**WHAT IS BEING ASKED**
Count the lines in the records below that contain the string "railing". Reply with the number alone.

Rows of an object pointing dataset:
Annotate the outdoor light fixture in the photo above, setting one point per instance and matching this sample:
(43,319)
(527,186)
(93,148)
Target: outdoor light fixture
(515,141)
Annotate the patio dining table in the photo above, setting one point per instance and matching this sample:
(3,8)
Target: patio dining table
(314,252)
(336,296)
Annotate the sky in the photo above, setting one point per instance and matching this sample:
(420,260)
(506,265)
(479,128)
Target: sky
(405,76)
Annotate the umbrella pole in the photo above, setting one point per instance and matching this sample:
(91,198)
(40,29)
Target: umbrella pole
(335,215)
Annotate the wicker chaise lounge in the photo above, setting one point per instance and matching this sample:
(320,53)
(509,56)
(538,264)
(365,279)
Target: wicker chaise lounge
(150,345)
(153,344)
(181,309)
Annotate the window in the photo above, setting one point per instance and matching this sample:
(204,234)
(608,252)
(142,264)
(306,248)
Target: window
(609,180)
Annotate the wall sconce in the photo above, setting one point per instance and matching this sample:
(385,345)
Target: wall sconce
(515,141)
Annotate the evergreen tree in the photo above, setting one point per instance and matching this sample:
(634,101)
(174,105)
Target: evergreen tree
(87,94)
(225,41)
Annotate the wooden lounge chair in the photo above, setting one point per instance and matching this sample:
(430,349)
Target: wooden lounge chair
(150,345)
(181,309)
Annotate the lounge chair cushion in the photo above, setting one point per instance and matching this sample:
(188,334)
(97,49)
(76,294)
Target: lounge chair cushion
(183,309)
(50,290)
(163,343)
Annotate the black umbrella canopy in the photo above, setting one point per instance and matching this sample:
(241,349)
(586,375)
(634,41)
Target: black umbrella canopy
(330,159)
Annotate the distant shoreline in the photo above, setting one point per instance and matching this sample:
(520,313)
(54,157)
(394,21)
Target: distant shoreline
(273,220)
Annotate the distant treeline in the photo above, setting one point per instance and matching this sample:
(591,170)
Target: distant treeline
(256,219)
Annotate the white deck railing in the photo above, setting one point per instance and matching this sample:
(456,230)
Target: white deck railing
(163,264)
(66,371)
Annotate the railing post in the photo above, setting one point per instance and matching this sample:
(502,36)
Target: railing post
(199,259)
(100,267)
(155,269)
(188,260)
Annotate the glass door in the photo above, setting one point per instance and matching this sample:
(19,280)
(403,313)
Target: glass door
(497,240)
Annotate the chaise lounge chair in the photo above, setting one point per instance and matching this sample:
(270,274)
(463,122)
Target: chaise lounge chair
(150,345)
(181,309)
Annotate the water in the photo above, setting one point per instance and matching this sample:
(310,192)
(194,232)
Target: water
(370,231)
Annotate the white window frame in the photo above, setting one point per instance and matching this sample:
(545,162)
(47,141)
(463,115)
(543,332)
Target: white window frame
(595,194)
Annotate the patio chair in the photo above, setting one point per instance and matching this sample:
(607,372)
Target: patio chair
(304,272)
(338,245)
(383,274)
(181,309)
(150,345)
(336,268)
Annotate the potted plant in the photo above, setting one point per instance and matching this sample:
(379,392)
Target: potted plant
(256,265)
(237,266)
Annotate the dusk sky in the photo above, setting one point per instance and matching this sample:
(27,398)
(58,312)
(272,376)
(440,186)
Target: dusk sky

* * *

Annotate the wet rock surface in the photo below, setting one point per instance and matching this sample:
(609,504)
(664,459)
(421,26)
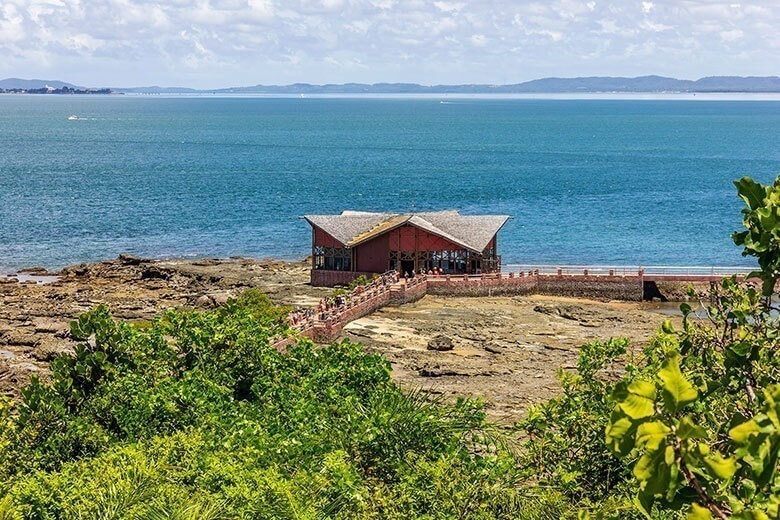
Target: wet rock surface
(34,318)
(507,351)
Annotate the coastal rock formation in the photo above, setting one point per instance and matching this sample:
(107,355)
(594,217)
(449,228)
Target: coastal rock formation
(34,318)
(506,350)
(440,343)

**REPLY TO THE TASK**
4